TO DO
Write the next part of the piece on population, food, and oil below, starting right after its last sentence.

SOURCE DOCUMENT

- Opening Delimiter -

Population, Food, and Oil



The world will hit 7 billion people by the end of this month or early next.

And while I love the incessant stream of cute kiddie pictures now clogging up the tubes of the Internet as much as the next guy, I can’t help but be reminded of a quote from The Matrix, as Agent Smith tries to explain the problems with humans to Neo.

I’d like to share a revelation that I’ve had during my time here. It came to me when I tried to classify your species and I realized that you’re not actually mammals. Every mammal on this planet instinctively develops a natural equilibrium with the surrounding environment but you humans do not. You move to an area and you multiply and multiply until every natural resource is consumed and the only way you can survive is to spread to another area. There is another organism on this planet that follows the same pattern. Do you know what it is? A virus.

I’ve seen similar sentiments expressed in YouTube videos that ask the question, “Are humans smarter than yeast?”, because yeast knows when to stop reproducing relative to the amount of resources available.

I know it’s not the most optimistic fodder. But as we cross another billion-person milestone in global population, it must be chewed.

- Closing Delimiter -

PROVIDED INFORMATION
- Opening Delimiter -

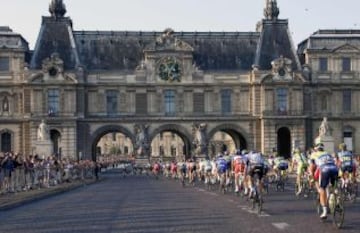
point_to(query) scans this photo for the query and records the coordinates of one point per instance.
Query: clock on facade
(169, 70)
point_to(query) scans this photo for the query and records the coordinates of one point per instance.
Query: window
(346, 64)
(170, 102)
(4, 64)
(53, 101)
(141, 103)
(323, 66)
(173, 150)
(323, 103)
(5, 142)
(226, 101)
(347, 101)
(111, 102)
(282, 94)
(198, 104)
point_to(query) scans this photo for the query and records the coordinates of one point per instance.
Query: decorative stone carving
(142, 143)
(5, 104)
(271, 10)
(57, 8)
(281, 68)
(53, 66)
(43, 133)
(169, 69)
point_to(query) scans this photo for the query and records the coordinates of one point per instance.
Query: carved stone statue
(43, 133)
(200, 138)
(324, 129)
(142, 139)
(57, 8)
(5, 105)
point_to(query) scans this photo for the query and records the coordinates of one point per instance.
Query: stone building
(254, 86)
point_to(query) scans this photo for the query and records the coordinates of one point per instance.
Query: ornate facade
(253, 86)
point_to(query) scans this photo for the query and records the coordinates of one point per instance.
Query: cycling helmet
(319, 146)
(297, 150)
(342, 146)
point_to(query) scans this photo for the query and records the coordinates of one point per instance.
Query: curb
(15, 202)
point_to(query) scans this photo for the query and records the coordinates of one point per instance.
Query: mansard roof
(12, 40)
(275, 41)
(124, 49)
(330, 40)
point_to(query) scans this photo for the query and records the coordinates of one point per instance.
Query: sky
(305, 16)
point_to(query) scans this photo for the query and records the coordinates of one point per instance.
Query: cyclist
(183, 171)
(222, 168)
(280, 167)
(191, 168)
(238, 167)
(346, 164)
(256, 165)
(324, 171)
(300, 160)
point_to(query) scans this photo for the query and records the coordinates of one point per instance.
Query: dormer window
(346, 64)
(4, 64)
(323, 64)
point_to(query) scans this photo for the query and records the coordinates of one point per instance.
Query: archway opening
(169, 145)
(226, 140)
(284, 142)
(5, 142)
(114, 146)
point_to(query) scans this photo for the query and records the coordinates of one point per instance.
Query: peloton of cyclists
(300, 160)
(324, 171)
(255, 166)
(346, 164)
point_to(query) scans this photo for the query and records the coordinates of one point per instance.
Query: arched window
(5, 142)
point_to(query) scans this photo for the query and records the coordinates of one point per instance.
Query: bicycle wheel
(259, 203)
(338, 212)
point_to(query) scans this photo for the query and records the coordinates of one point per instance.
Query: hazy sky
(305, 16)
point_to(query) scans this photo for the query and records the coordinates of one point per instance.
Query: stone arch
(8, 145)
(284, 142)
(100, 132)
(178, 129)
(239, 135)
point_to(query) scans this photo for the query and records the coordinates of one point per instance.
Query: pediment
(346, 48)
(168, 42)
(41, 77)
(272, 78)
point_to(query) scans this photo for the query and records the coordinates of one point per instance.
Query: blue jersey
(222, 165)
(346, 158)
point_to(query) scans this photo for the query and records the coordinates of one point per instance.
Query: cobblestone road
(143, 204)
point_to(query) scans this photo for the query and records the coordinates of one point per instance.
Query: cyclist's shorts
(347, 168)
(326, 174)
(283, 166)
(301, 168)
(257, 169)
(221, 169)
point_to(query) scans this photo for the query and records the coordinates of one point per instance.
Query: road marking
(281, 225)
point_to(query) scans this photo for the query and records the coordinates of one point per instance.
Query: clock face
(169, 70)
(52, 71)
(282, 72)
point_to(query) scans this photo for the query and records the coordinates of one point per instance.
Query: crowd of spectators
(20, 173)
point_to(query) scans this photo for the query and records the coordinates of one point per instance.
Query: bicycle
(350, 189)
(304, 186)
(335, 205)
(280, 183)
(257, 199)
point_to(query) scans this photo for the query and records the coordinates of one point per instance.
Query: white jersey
(256, 158)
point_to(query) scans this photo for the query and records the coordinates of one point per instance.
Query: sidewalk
(13, 200)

- Closing Delimiter -

OUTPUT FOR THIS TASK
Before you get to the rest of this week’s articles and investment ideas below, I’d like to share with you the response I offered to premium members of my Alternative Energy Speculator after telling them world population would soon hit seven billion:

All of us need energy, food, and water. And all three are getting increasingly hard to come by.

Oil supplies are so tight the IEA has announced the opening of 60 million barrels worth of strategic oil reserves to offset lost Libyan production.

Food supplies are so tight the U.N. recently warned the world of an imminent crisis. Food security and nutrition representative David Nabarro told The Associated Press last week that “shortages of food, water and power are bound to create social anxiety and political instability in the future.”

He added, “Anybody who thinks that 2008 represented some kind of peak is dreaming.”

That said, let’s get back into two ETFs we’ve used to play this trend before.

First, the ProShares Ultra Crude Oil (NYSE: UCO). It’s bouncing all over today, so be stingy and set a limit order for below $39.00.

Second, the PowerShares Agriculture Double Long (NYSE: DAG). Let’s aim for that one under $13.15.

As an individual investor, you can’t control what goes on in Washington, nor the 310 million people in its jurisdiction. And you certainly can’t control everything 7 billion people with different cultures and religions will do.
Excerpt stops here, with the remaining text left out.